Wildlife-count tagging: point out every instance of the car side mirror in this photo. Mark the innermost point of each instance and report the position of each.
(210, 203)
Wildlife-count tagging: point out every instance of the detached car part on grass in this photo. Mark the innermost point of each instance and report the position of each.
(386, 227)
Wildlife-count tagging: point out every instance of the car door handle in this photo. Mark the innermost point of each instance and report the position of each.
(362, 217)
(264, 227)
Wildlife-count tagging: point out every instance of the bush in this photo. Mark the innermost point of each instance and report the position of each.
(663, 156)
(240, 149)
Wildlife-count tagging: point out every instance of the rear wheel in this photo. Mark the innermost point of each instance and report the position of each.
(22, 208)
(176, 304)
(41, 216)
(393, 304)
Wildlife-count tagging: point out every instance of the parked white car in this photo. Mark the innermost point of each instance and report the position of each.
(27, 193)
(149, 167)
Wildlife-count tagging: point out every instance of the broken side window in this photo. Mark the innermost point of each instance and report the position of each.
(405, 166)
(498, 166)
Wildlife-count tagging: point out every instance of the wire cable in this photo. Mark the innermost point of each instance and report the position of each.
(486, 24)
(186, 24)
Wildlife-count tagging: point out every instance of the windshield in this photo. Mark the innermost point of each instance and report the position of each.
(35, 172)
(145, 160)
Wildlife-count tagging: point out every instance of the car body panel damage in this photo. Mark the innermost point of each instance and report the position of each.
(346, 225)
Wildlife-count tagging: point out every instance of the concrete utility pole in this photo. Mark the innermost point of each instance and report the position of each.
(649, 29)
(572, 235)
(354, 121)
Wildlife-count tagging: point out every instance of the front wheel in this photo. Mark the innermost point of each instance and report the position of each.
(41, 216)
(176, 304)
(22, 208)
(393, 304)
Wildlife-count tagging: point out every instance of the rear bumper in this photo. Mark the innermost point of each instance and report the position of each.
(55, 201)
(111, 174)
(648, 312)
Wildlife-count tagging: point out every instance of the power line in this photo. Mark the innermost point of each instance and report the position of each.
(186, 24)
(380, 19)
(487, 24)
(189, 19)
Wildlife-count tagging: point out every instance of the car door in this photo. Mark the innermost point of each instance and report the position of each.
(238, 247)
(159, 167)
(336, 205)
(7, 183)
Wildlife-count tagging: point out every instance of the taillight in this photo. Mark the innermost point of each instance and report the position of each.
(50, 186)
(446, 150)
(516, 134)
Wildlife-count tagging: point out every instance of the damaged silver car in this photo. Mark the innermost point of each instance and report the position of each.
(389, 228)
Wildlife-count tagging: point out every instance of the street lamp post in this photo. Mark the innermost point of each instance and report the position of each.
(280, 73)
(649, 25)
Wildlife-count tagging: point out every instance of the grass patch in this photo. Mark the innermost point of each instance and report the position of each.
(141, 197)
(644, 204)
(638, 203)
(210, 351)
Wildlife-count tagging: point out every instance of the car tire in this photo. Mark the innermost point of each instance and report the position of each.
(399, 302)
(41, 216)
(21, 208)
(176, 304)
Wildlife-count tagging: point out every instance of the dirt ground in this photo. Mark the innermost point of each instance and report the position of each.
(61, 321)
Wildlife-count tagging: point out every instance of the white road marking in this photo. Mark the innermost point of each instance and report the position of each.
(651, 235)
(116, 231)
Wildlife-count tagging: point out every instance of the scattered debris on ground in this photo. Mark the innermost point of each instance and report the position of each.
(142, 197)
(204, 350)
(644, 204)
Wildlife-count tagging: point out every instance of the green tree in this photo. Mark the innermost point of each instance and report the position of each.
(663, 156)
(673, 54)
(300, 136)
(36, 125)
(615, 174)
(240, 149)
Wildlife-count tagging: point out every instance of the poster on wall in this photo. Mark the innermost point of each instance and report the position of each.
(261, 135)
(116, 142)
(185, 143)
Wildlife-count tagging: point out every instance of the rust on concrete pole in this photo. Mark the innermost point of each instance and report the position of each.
____
◆ What to produce:
Copy only this span: the line that contains "Wildlife-count tagging: point out every instance of the green", the last line, and every line between them.

◆ Full response:
Wildlife-count tagging: point out every instance of the green tree in this photo. Mark the innermost point of each instance and report the position of each.
(663, 156)
(673, 54)
(300, 136)
(36, 125)
(615, 174)
(240, 149)
Wildlife-count tagging: point out every instance of the poster on wall in this photo. Mark the innermost point of each instance and report the position of each.
(261, 135)
(116, 142)
(185, 143)
Wildlife-count tagging: point out every instance of the rust on concrete pole in this photo. Mark the innermost point of each instance and report the position of each.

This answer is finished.